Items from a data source
++++++++++

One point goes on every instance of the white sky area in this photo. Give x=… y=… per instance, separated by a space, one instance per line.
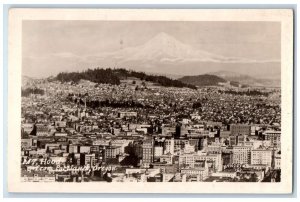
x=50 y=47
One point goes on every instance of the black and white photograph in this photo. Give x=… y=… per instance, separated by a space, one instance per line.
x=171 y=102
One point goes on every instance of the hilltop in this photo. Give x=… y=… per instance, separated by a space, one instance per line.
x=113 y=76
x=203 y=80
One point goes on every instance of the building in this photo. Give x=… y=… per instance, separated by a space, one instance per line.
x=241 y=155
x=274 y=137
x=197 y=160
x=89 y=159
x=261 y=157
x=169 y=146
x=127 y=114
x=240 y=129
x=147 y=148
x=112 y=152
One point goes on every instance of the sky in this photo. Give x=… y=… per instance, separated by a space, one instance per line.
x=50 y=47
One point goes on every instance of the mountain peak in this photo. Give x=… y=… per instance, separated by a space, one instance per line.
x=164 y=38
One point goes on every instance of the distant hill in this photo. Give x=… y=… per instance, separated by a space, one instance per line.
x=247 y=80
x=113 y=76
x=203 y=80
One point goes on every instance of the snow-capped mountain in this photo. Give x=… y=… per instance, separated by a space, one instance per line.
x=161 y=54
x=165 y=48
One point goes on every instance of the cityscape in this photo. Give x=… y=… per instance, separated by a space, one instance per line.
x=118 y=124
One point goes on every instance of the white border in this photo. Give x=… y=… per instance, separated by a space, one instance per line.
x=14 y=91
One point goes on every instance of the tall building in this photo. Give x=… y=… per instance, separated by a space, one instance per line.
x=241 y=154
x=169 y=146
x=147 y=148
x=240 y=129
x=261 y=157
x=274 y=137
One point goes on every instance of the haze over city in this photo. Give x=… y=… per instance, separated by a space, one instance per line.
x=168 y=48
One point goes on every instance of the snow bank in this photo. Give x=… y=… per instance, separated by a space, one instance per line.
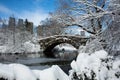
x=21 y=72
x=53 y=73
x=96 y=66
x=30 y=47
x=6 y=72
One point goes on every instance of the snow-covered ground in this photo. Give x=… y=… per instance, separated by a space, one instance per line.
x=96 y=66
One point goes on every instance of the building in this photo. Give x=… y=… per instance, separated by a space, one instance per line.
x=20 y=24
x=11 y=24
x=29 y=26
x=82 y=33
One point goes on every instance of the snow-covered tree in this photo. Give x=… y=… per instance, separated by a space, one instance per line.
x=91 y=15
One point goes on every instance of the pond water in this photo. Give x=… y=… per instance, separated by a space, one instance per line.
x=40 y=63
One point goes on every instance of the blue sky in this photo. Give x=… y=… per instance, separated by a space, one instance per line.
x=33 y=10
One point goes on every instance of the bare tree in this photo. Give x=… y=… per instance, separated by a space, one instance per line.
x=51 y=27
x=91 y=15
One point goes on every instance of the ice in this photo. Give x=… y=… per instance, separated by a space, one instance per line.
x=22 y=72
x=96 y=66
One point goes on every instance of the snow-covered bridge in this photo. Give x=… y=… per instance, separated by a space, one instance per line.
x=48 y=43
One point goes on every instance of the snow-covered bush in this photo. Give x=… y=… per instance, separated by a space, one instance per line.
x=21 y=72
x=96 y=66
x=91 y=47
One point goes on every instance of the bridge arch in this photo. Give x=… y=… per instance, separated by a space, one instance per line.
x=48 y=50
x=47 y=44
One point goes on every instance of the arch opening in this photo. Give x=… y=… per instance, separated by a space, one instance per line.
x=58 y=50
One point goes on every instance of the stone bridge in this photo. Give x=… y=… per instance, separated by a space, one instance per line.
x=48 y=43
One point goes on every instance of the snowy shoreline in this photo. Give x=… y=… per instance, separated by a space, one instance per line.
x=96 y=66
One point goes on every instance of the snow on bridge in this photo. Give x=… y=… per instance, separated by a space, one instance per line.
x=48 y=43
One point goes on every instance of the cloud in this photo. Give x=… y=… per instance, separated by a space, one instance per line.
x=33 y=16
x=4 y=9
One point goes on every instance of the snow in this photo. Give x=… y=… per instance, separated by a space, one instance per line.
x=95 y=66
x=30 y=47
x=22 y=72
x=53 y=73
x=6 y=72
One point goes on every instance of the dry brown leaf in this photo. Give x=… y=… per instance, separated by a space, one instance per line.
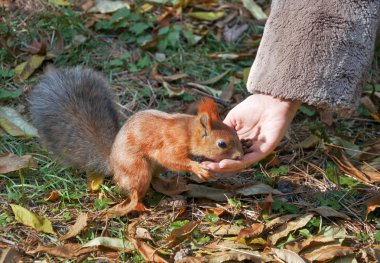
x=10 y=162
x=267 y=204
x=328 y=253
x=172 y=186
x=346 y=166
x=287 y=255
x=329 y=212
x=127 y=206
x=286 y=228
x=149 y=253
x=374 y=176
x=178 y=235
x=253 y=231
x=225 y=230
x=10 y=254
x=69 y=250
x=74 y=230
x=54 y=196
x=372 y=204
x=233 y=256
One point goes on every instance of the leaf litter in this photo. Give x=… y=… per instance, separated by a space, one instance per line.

++++++++++

Please set down the records above verbatim, with each picture left out.

One point goes on every instance of the white sky area in this photo. Give x=… y=… per instance, separated by a space, one instance per line.
x=50 y=47
One point goes on every instance of the black and white photograph in this photo. Give x=… y=… per instance, separated by a space, one instance per line.
x=171 y=102
One point goes on every instance of the hilltop in this photo. Give x=… y=… per instance, separated by a space, one instance per line.
x=113 y=76
x=203 y=80
One point goes on every instance of the building in this photo. Give x=… y=… per instance, separated by a space, one instance per line.
x=241 y=155
x=274 y=137
x=197 y=160
x=89 y=159
x=261 y=157
x=169 y=146
x=127 y=114
x=240 y=129
x=147 y=148
x=112 y=152
One point goes on every instance of the sky in this photo. Give x=… y=… per instance, separated by a space, one instance per line.
x=50 y=47
One point goes on every instance of the mountain peak in this photo. Give x=… y=… per instance, separated by a space, one instance per line.
x=164 y=38
One point goes on every instance of the distant hill in this photo. Give x=… y=… per instance, separated by a space, one instance per line.
x=247 y=80
x=113 y=76
x=203 y=80
One point goes on every instance of the snow-capped mountain in this photo. Give x=… y=… per instance, separated by a space, one instance per line.
x=161 y=54
x=165 y=48
One point goes on every instance of the cityscape in this photo. Give x=… y=… per instance, separated by a space, one instance per line.
x=118 y=124
One point goes on every instance of the white border in this photo. Give x=… y=… per instance, separated by a space, one instance per line.
x=14 y=91
One point goes on every instance of the tall building in this photo. Give x=… y=… per instance, separated by a space, one instance per line.
x=241 y=154
x=169 y=146
x=147 y=148
x=240 y=129
x=261 y=157
x=274 y=137
One point goes on every instance of the haze over city in this photo. Give x=… y=… per instance, separated by a space, one instance per line.
x=168 y=48
One point goes on every instance of the snow bank in this photo. Give x=… y=… per instance, separated by a space, one instance per line.
x=21 y=72
x=53 y=73
x=96 y=66
x=30 y=47
x=6 y=72
One point goes on every instance of the snow-covered ground in this photo. Give x=… y=… per instance, separated by a space, one instance per line.
x=96 y=66
One point goes on every instance of the building in this photo. Give x=… y=… per instance, separated by a space, one instance per line.
x=20 y=24
x=11 y=24
x=29 y=26
x=82 y=33
One point goes on every instance of the snow-covered tree in this photo. Give x=… y=… per instance, separated by a space, one instance per line.
x=91 y=15
One point goes on every instance of the pond water in this photo. Give x=… y=… per instance, separated by a space, one instance per line.
x=40 y=63
One point goes on every instance of the blue sky in this photo. Give x=… y=… per instance, separated by a space, one instance per line.
x=33 y=10
One point goes on every instance of the bare tree in this photo. Give x=… y=… per instance, separated by a space, one instance per line.
x=51 y=27
x=91 y=15
One point goes on every instance of the ice in this photo. Give x=… y=… per instance, separated by a space, one instance per line.
x=22 y=72
x=96 y=66
One point goes on every instance of the snow-covered bridge in this photo. Give x=… y=… per instance, separated by a space, one instance per line.
x=48 y=43
One point goes on every instance of the snow-covered bush in this photo. Give x=… y=… per instance, separated by a space, one instance per line.
x=21 y=72
x=96 y=66
x=91 y=47
One point goes on every instance of the bridge arch in this photo. Give x=… y=… per instance, separated by a space, one instance per line.
x=48 y=50
x=47 y=44
One point goes on every instance of the arch opening in this photo. Give x=… y=… per instance, separated by a space, one instance per line.
x=58 y=50
One point goes on every instance of the stone bridge in this photo. Give x=… y=… per instance, separated by a space, one instance per line.
x=48 y=43
One point goes on every instance of the snowy shoreline in this photo. Give x=… y=… per instance, separated by a space, one instance per line.
x=96 y=66
One point goes on every instance of the snow on bridge in this photo. Give x=… y=… per instance, separated by a space, one instance per line.
x=48 y=43
One point goes on every instance of the cloud in this photo. Give x=… y=… per instance, separated by a space, one instance per line.
x=33 y=16
x=4 y=9
One point goes on every instance of the snow in this photo. Give x=… y=… per instance, separated by a space, one instance per line.
x=95 y=66
x=30 y=47
x=22 y=72
x=53 y=73
x=6 y=72
One point goes on every instance of the dry brown leaf in this photo. Give x=… y=… per instance, separated by a space, one instance per line.
x=10 y=162
x=267 y=204
x=328 y=253
x=172 y=186
x=346 y=166
x=287 y=255
x=329 y=212
x=127 y=206
x=286 y=228
x=149 y=253
x=374 y=176
x=178 y=235
x=253 y=231
x=225 y=230
x=10 y=254
x=69 y=250
x=74 y=230
x=54 y=196
x=372 y=204
x=233 y=256
One point goes on every instance of the leaf litter in this photo. Give x=… y=… per instance, separated by a space, one instance per line.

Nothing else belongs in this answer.